[start of QUOTED TEXT]

The concept of the two-stage channel is simple. It incorporates floodplain zones, called benches, within modified drainage ditches. The ditches are reconfigured by cutting out their banks a metre above the bottom to a width of about three metres on each side.
This allows more area for flood water to spread out and overflow within the ditch itself. It has the effect of decreasing the velocity or energy of the water and helps absorb nutrients like phosphorous and nitrate and trap fine sediment.
Harding says the use of two-stage channels overseas and in the US have produced real benefits: "These include reductions in turbidity (the presence of sediment in water) of between 15 and 82 per cent in floods, increases in denitrification (the natural conversion of nitrate into gas) of between 35 and 49 per cent and the removal of nitrate by up to 70 per cent more than from unmodified drains.
"Tests are still to be carried out in New Zealand but indications are that many landscapes here would likely gain similar benefits."
The Nature Conservancy, a charitable environmental organisation headquartered in Virginia in the US, says two-stage channels are a win-win for agriculture and conservation.
In 2015 research funded by the United States Environmental Protection Agency (USEPA), the organisation says the channels not only improve ditch stability by reducing water flow and the need for maintenance, they also have the potential to create and maintain better habitat conditions.
"This is done by minimising the amount of sediment and nutrients that are transported from ditch to stream to river to sea," USEPA says. "This is because the design allows the sorting of sediment, with finer silt depositing on the benches and courser material forming the bed."
Harding says the two-stage channel was developed about 20 years ago when farmers in the US mid-west were looking for solutions to severe flooding and riverbank erosion. The existing drainage systems feeding into the Mississippi River and the sea in the Gulf of Mexico were unable to adequately cope with flooding.

[end of QUOTED TEXT]
[start of GIVEN ENTRIES]

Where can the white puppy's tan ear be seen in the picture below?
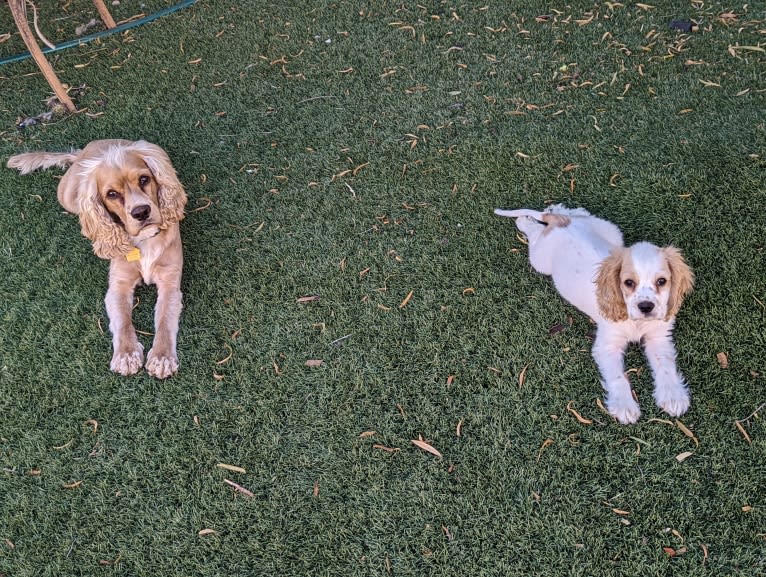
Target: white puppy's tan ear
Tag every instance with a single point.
(172, 197)
(608, 290)
(681, 279)
(109, 238)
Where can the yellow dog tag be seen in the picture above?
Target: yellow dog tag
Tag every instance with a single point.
(133, 255)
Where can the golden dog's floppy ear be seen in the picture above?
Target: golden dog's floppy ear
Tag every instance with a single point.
(172, 197)
(611, 303)
(681, 279)
(109, 238)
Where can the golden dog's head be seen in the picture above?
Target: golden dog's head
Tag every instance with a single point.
(127, 192)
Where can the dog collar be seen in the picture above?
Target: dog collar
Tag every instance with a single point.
(133, 255)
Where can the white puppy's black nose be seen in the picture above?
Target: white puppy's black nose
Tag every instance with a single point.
(141, 212)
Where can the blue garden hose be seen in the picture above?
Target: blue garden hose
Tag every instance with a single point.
(115, 30)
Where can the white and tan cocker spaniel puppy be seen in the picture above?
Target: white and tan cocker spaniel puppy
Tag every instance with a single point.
(129, 201)
(632, 293)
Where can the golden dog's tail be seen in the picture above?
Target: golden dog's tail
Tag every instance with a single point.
(30, 161)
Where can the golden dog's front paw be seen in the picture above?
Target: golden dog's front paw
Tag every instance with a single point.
(128, 362)
(161, 366)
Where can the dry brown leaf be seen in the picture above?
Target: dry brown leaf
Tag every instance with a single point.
(577, 415)
(387, 449)
(681, 457)
(233, 468)
(687, 432)
(420, 444)
(546, 443)
(743, 431)
(406, 300)
(523, 376)
(227, 358)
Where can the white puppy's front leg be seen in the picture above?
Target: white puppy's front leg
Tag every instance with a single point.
(609, 354)
(670, 391)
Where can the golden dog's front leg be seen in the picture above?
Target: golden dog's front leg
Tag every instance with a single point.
(162, 360)
(128, 357)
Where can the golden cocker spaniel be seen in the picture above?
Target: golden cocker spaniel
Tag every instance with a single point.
(129, 201)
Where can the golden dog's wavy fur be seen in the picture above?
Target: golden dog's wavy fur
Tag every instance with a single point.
(129, 201)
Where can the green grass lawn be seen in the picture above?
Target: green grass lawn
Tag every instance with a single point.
(355, 151)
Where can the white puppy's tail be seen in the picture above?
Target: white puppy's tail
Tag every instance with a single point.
(536, 214)
(553, 216)
(30, 161)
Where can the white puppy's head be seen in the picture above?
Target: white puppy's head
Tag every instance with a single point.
(643, 282)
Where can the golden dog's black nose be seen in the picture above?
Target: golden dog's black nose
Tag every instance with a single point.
(141, 212)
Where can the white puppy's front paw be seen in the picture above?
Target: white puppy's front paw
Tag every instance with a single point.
(624, 409)
(160, 366)
(674, 400)
(128, 362)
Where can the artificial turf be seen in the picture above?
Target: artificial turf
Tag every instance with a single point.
(353, 152)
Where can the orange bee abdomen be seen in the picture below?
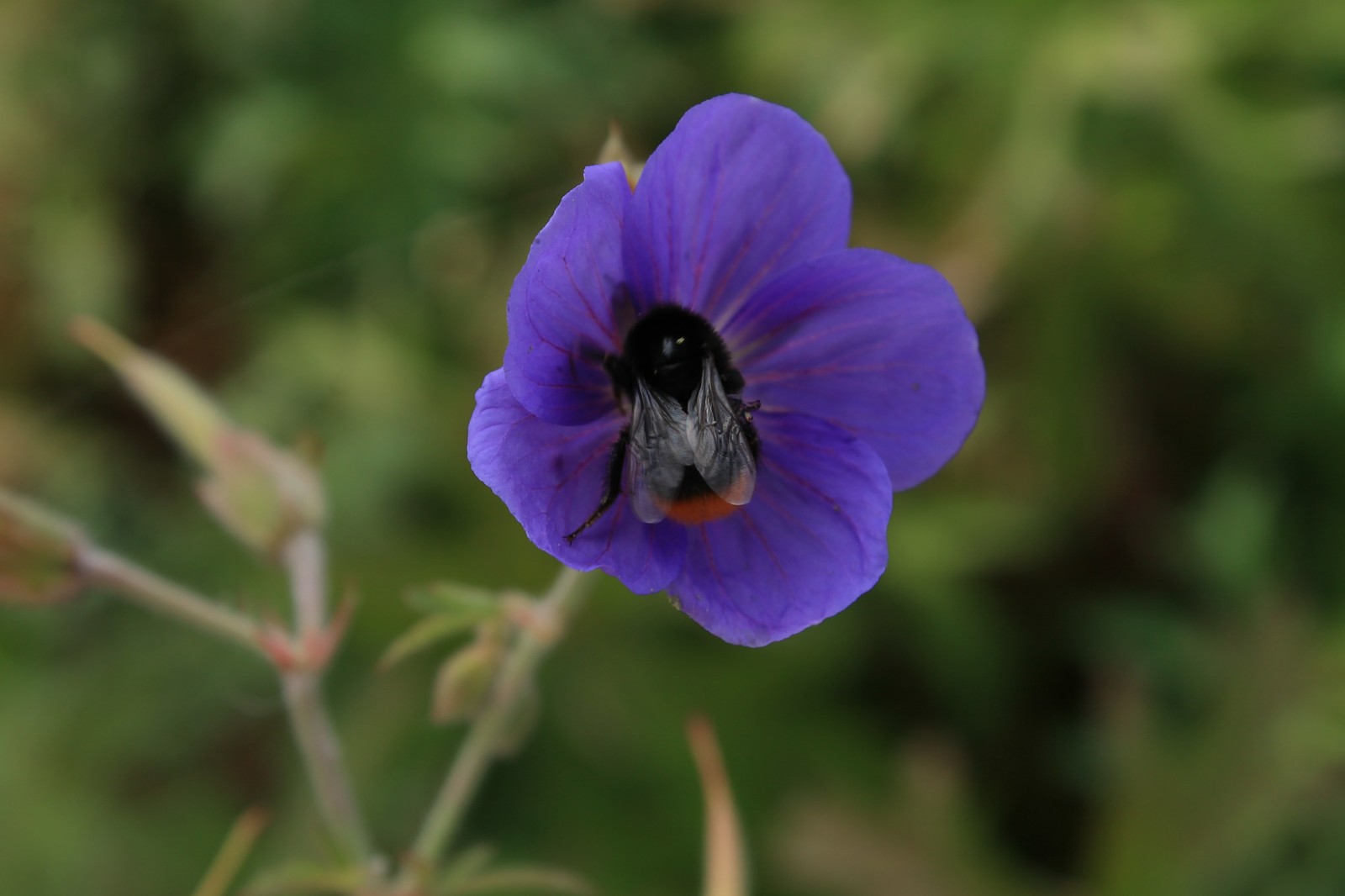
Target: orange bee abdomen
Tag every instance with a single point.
(699, 509)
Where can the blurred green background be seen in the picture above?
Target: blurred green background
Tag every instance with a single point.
(1109, 656)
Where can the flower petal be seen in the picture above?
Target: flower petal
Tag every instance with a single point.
(811, 541)
(740, 190)
(873, 343)
(562, 314)
(551, 478)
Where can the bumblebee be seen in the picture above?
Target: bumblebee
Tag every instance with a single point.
(689, 451)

[end of GIVEN ENTRIES]

• TASKS FOR THIS EXERCISE:
1. Rewrite the saved data entries from the line with "Where can the bumblebee" through their end, swapping "Tag" for "Mark" and leaving everything else the same.
2. Carry on the piece about two-stage drainage channels from the point where it stops.

• THE REPLIES:
1.
Where can the bumblebee be seen in the picture above?
Target: bumblebee
Mark every instance with a single point.
(689, 451)

2.
In 2014 Harding went to the US to talk to some of the two-stage channel pioneers - they included Professor Andy Ward and Dr Jessica D'Ambrosio from Ohio State University and Professor Jennifer Tank from Notre Dame University - and came back convinced the technique could help with similar problems in New Zealand.
Working with DairyNZ water quality team, the CAREX researchers plan to construct and monitor the performance of a range of two-stage channels. Once they have been built Harding expects it will be two years before they know whether the experiment is successful or not.
"There is no point in restricting the channels to 50 to 100m," he says. "In the US most are between 600 and 700m, so we will be looking at a good chunk of drain.
"Due to the excavation required, the upfront costs may be high, but overwhelmingly the data suggests two-stage channels offer an affordable, low maintenance, long-term solution in the US. This is supported by evidence from The Nature Conservancy which suggests the payback period for excavation costs is about 14 years."
Harding says while there may be some concern among farmers they will have to surrender productive land to provide space to create the floodplain benches, the US experience shows that little or no additional land has been given up.
He says other environmental benefits are possible including improving nutrient uptake through planting on the floodplains, trapping faecal microbes and reducing nutrients added to the land.